* _AIM_:
Render the items below as a Markdown table with the columns "Row" and "Line," numbering each non-blank line in order and omitting blank lines.

Records from a point labeling set:
****************************************

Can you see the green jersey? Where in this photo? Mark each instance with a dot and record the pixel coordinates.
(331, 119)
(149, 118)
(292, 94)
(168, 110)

****************************************

* _FULL OUTPUT_:
| Row | Line |
|---|---|
| 1 | Can you see the green jersey? Where in this photo? Mark each instance with a dot and record the pixel coordinates. |
| 2 | (331, 119) |
| 3 | (149, 118) |
| 4 | (292, 94) |
| 5 | (168, 110) |